*Selected extract*:
━━━━
Rather than cool temperatures and the persistent risk of rain – or even snow, as in 2013 – this weekend’s race is set to play out under an Italian heatwave, with the mercury slated to hit 35C late afternoon. And for this year, teams are one-rider short, with only six starters per squad.
Another major change to the Sanremo formula is an upheaval of the route. Race organizers RCS sport was forced to make late amendments to the traditional parcours after local authorities prohibited the race’s passage along the Italian Riviera for fear of loss of tourism due to closed roads during a key holiday weekend.
This year, the peloton heads inland from Milan rather than tracking directly south to follow the iconic Ligurian coastal road, only rejoining the “traditional” finish around 40 kilometers from the finish line in Sanremo.
While the race-defining climbs of the Cipressa and Poggio remain, the new route adds a few extra kilometers to make the race a herculean 299km in length, along with an extra 500 meters of climbing.
While the none-too-tricky slopes of the Cipressa and Poggio and flat final five kilometers and favor all but the heaviest of sprinters, the race’s iconic closing salvo of ascents serve as a springboard for attacks for those not fancying their odds in a straight-up sprint on the Via Roma. Add to that the newly-added grind of the Colle di Nava, and race director Mauro Vegni has forecasted an even more open race that will be “perhaps even tougher.”
━━━━
*Stated exercise 1*:
Answer these from the Sanremo passage:
(a) How many starters does each team have this year?
(b) How long is the race on the new route?
(c) Who is the race director?
*Stated exercise 2*: Update the part of the Sanremo passage that opens with "Rather than cool" and closes with "line in Sanremo.", putting "pack" in place of "peloton".
The items that follow are separate material and have no link to the Sanremo passage.
━━━━
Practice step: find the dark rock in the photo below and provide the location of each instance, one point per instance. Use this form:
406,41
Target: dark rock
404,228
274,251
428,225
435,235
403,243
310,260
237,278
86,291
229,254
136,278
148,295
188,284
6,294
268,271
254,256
━━━━
*Worked answer 1*:
(a) Six
(b) 299km
(c) Mauro Vegni

*Worked answer 2*:
Rather than cool temperatures and the persistent risk of rain – or even snow, as in 2013 – this weekend’s race is set to play out under an Italian heatwave, with the mercury slated to hit 35C late afternoon. And for this year, teams are one-rider short, with only six starters per squad.
Another major change to the Sanremo formula is an upheaval of the route. Race organizers RCS sport was forced to make late amendments to the traditional parcours after local authorities prohibited the race’s passage along the Italian Riviera for fear of loss of tourism due to closed roads during a key holiday weekend.
This year, the pack heads inland from Milan rather than tracking directly south to follow the iconic Ligurian coastal road, only rejoining the “traditional” finish around 40 kilometers from the finish line in Sanremo.